Exercise details: Return the lines below word for word, with no changes.

Entries for pointing and labeling:
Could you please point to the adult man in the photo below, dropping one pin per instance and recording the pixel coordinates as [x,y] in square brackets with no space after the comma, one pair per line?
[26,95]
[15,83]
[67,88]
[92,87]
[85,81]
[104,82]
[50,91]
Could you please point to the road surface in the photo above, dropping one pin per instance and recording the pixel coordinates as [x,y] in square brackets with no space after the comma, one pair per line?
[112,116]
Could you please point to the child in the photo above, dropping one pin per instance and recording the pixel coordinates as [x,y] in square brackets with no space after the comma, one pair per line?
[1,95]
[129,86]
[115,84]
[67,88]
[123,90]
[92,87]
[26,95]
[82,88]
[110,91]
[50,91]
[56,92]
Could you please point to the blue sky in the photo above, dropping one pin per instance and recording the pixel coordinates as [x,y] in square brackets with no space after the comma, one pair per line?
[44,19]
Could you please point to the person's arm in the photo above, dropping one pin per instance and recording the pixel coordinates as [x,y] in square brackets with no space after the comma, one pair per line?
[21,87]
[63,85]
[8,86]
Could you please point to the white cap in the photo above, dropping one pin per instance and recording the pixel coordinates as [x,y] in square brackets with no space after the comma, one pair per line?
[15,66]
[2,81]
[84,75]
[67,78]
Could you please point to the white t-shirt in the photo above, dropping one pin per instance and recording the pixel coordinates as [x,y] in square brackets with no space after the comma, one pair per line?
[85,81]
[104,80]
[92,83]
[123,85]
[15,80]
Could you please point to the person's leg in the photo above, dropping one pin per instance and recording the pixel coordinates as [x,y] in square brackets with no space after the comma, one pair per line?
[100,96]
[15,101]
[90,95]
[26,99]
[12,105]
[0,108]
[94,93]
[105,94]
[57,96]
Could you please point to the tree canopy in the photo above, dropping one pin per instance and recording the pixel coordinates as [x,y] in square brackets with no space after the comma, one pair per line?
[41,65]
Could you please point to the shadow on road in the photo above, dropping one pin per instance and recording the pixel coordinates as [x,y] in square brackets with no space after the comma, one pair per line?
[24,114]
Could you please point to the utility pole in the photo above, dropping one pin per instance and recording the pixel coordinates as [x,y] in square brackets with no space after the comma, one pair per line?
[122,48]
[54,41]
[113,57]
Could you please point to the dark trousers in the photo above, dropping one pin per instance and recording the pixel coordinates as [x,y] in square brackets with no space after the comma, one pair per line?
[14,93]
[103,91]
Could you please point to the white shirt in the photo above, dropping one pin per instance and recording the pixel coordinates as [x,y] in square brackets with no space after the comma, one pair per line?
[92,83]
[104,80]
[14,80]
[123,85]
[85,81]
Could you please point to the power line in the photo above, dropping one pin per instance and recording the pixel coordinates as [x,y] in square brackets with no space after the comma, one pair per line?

Right answer:
Could you please point to the adult man in the photo below, dropping one pin per instance and recording the pixel coordinates as [x,y] in square brackets with no space after the comma, one pair per line?
[26,95]
[15,83]
[67,88]
[92,87]
[85,81]
[104,82]
[50,91]
Could you please point to the road surface in the photo above, dropping one pin per instance and recording the pixel coordinates as [x,y] in square brackets with no space after the comma, one pair per line?
[112,116]
Could you please point to the child in the photo above, dropping one pin per instance and recording the pixel coordinates as [x,y] in square brackets with no space after the comma, one pair per line?
[1,95]
[129,86]
[115,84]
[67,88]
[123,90]
[92,87]
[26,95]
[82,88]
[110,91]
[50,91]
[56,92]
Could you please point to the blue sky in the photo above, dropping one pin per instance and recording the pixel coordinates as [x,y] in square brackets with no space after the comma, one pair per line?
[44,19]
Could you please point to the person's arm in the photo above, dropping one pin per instance and recording the pixel coordinates as [x,y] in square brackets with no space after the comma, one pair per line?
[21,87]
[63,85]
[8,86]
Could you please point to the white cap in the photo above, dropping one pin per instance and recording the pixel coordinates as [x,y] in square brackets with no space after the comma, one pair per line?
[15,66]
[2,81]
[84,75]
[67,78]
Could you please point to the white t-shirt in the photo above, dropping one pin per instance and recording the pixel coordinates as [x,y] in square brackets with no space after the comma, one pair per line?
[85,81]
[104,80]
[92,83]
[123,85]
[15,80]
Could you please point to the person's leg in the photo above, dropping one pin per instance and recording the pixel coordinates as [x,y] in square brackets with no space after the comma, one pair per line?
[100,96]
[15,101]
[90,95]
[26,99]
[12,105]
[0,108]
[94,93]
[105,94]
[57,96]
Could you please point to the tree canopy in the photo above, dropping one pin per instance and recording the pixel coordinates as [x,y] in square brackets with no space after the comma, one pair per line?
[41,65]
Could you please point to the shadow on road in the photo above, dropping one pin per instance and recording the pixel coordinates as [x,y] in square brackets with no space after the comma, one pair per line?
[24,114]
Could you please point to the utility pole in the photo above, dropping one pin per instance and recording the pixel coordinates as [x,y] in square brackets with no space after the comma, one pair per line?
[122,48]
[54,41]
[113,57]
Could you please point to the dark trousers in the photo above, dropping one pin per instance and recording the pixel coordinates as [x,y] in square brackets with no space after the comma, one pair per line?
[14,93]
[103,91]
Could you please point to the white shirt in the photo above, dropping one pin per instance and recording the pixel coordinates as [x,y] in square brackets with no space after the comma, one pair per line?
[92,83]
[104,80]
[14,80]
[123,85]
[85,81]
Could you please point to the power line in the photo above, dropping one pin per instance and recording the pixel coordinates as [x,y] in square brackets with no space after the comma, one pair per line?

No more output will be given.